Goal —
Give as a numbered list the lines of the material, starting with the line that contains "task | place a point on the asphalt" and going on through the line that contains "x=177, y=125", both included. Leave out any blank lines.
======
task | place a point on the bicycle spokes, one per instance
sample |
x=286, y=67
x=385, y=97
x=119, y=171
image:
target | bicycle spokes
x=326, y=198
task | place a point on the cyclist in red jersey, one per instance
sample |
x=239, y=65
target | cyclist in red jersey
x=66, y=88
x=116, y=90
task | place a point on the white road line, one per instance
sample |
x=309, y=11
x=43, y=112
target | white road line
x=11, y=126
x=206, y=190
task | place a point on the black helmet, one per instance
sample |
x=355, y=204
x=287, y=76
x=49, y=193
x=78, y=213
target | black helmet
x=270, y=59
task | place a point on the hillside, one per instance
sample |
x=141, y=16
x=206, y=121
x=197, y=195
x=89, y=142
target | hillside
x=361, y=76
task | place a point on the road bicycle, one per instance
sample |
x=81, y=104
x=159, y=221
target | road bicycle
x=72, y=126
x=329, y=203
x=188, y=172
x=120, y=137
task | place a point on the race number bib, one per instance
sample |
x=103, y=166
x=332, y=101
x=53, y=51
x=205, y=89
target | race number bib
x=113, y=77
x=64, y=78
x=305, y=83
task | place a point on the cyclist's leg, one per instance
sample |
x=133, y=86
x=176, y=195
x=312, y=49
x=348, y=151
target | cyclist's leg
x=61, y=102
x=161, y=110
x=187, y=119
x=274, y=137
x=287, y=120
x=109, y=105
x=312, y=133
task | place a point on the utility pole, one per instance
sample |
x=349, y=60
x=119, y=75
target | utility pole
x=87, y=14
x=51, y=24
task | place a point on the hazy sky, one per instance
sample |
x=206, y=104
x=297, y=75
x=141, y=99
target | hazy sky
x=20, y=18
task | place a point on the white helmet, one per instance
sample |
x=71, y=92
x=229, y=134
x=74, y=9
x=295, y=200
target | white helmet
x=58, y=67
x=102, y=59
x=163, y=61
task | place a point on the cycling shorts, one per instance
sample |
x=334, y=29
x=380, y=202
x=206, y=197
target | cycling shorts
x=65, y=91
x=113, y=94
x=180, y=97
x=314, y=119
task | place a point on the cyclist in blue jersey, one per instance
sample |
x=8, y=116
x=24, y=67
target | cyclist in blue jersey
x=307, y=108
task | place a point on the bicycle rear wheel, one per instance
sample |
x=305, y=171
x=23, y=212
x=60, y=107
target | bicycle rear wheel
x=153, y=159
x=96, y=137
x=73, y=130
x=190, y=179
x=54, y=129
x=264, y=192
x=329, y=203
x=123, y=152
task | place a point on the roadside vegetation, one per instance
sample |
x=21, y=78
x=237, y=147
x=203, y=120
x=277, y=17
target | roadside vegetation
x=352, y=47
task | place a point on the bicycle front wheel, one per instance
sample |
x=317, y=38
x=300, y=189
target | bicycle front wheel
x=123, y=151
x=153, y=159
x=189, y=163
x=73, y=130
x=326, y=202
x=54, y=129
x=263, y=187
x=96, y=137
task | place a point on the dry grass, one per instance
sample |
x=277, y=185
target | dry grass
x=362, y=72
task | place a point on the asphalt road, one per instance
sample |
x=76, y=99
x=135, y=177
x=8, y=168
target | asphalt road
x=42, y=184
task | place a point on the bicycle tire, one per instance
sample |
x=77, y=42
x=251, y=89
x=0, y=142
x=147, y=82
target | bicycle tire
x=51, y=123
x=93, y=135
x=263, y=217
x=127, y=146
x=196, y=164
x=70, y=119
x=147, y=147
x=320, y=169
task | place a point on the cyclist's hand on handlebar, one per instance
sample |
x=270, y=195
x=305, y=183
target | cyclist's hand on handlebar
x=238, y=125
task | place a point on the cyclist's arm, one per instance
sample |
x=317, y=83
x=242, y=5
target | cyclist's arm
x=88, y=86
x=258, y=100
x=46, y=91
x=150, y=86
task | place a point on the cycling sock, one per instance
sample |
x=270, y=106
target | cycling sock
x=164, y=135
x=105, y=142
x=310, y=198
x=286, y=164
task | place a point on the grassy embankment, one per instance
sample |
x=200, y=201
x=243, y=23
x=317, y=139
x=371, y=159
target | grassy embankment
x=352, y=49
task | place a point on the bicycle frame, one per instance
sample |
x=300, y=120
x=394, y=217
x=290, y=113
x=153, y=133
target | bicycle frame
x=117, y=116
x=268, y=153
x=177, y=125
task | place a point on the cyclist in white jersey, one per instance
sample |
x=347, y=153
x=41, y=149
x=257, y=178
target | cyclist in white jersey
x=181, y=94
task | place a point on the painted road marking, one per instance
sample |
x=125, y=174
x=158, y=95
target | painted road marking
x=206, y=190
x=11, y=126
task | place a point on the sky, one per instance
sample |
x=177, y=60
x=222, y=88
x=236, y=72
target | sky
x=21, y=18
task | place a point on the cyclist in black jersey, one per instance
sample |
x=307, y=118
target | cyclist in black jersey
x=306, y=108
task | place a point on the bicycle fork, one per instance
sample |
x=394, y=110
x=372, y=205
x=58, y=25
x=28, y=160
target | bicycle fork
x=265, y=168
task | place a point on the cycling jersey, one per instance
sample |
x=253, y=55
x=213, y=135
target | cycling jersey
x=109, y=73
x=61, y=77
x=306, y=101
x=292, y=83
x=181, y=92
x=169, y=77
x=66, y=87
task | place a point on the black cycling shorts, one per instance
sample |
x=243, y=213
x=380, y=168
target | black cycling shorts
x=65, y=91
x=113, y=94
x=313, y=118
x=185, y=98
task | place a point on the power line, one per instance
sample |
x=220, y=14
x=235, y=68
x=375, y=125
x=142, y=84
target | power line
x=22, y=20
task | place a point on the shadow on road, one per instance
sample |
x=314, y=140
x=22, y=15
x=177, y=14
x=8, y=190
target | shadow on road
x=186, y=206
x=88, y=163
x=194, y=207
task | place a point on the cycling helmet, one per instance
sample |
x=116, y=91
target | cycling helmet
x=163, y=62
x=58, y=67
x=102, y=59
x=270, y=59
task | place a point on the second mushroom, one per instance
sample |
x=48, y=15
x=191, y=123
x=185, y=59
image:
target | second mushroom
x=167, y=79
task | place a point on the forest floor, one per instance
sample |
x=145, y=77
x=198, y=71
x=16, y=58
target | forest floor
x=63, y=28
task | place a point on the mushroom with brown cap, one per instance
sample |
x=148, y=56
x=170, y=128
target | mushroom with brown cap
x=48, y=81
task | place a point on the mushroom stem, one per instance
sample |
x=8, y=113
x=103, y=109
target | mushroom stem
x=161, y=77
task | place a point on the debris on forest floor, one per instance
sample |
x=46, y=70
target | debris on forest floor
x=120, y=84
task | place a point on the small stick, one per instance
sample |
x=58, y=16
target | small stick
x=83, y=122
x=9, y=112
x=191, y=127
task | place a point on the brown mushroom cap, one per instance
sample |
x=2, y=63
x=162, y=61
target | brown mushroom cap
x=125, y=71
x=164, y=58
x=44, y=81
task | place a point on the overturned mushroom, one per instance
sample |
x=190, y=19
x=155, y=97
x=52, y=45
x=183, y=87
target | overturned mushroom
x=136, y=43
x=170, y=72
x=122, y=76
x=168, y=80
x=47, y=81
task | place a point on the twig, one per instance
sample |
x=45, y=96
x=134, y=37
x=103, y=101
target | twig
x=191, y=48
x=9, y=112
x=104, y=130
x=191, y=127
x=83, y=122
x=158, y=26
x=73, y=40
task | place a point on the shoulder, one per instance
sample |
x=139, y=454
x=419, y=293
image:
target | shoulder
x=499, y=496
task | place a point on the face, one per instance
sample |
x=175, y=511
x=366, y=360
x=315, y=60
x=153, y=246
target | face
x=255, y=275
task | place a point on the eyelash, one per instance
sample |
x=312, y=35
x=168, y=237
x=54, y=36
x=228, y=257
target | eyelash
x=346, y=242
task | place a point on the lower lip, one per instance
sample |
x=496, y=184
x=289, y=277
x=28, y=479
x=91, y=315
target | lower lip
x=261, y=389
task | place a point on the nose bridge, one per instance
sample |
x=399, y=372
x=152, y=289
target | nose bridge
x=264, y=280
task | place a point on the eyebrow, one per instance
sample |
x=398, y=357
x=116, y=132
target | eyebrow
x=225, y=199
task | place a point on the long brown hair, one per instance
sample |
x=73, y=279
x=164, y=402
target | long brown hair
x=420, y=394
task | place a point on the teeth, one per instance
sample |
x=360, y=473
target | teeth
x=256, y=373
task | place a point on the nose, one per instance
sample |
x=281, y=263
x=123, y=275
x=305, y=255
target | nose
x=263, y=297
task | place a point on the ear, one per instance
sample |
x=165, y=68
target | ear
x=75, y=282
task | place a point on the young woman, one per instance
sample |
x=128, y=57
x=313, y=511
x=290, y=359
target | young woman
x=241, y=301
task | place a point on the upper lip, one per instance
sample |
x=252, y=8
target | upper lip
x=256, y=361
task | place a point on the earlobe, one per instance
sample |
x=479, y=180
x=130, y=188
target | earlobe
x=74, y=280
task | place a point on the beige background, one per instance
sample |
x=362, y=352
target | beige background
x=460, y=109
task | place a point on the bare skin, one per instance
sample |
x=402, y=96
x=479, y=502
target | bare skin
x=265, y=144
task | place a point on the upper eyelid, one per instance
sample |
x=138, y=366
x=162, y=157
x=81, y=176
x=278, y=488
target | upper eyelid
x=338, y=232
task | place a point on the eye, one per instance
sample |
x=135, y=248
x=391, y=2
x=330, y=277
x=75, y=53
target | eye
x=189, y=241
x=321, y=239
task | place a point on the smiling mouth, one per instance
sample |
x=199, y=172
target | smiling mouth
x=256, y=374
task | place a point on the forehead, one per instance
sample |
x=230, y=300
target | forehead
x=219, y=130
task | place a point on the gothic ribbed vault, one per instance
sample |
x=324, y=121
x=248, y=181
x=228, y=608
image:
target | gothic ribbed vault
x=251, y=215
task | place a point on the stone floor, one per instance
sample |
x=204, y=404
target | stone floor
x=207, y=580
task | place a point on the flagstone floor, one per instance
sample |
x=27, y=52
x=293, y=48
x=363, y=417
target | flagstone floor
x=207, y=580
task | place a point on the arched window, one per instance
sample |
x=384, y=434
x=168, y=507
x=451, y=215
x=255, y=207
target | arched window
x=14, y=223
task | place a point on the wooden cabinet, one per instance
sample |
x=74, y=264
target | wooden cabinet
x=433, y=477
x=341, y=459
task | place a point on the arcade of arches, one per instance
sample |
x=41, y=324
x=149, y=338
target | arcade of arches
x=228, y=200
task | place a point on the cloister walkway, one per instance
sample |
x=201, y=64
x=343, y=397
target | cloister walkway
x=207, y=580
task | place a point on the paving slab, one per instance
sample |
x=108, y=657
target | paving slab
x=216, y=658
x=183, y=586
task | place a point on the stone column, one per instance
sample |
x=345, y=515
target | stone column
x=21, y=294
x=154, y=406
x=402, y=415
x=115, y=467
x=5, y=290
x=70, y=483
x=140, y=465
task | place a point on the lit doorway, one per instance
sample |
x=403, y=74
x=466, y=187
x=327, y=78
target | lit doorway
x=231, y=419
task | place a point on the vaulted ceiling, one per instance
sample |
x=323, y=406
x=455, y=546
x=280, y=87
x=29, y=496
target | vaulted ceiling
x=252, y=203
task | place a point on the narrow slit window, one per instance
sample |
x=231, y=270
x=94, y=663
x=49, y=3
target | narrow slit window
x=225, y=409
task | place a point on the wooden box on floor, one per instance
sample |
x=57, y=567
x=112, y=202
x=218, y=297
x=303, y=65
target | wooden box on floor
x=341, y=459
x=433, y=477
======
The response —
1. task | place a point on the asphalt road, one per instance
2. sample |
3. x=76, y=99
4. x=135, y=177
5. x=8, y=168
6. target | asphalt road
7. x=42, y=184
8. task | place a point on the bicycle tire, one per instance
9. sample |
10. x=77, y=42
11. x=251, y=89
12. x=0, y=142
13. x=147, y=82
14. target | bicycle tire
15. x=51, y=123
16. x=93, y=135
17. x=263, y=217
18. x=127, y=146
19. x=196, y=164
20. x=70, y=119
21. x=147, y=147
22. x=320, y=169
23. task | place a point on the cyclist's hand on handlebar, one per instance
24. sample |
25. x=270, y=195
26. x=305, y=183
27. target | cyclist's hand on handlebar
28. x=238, y=125
29. task | place a point on the cyclist's arm, one per instance
30. sample |
31. x=317, y=83
32. x=242, y=5
33. target | cyclist's arm
34. x=88, y=86
35. x=258, y=100
36. x=46, y=91
37. x=150, y=86
38. task | place a point on the cycling sock, one per instance
39. sample |
40. x=270, y=106
41. target | cycling sock
42. x=164, y=135
43. x=105, y=142
44. x=310, y=198
45. x=286, y=164
46. task | place a point on the grassy embankment, one per instance
47. sample |
48. x=200, y=201
49. x=243, y=23
50. x=317, y=139
51. x=371, y=159
52. target | grassy embankment
53. x=352, y=49
54. task | place a point on the bicycle frame, one per instance
55. sample |
56. x=300, y=120
57. x=394, y=217
58. x=290, y=113
59. x=153, y=133
60. target | bicycle frame
61. x=117, y=116
62. x=268, y=153
63. x=177, y=125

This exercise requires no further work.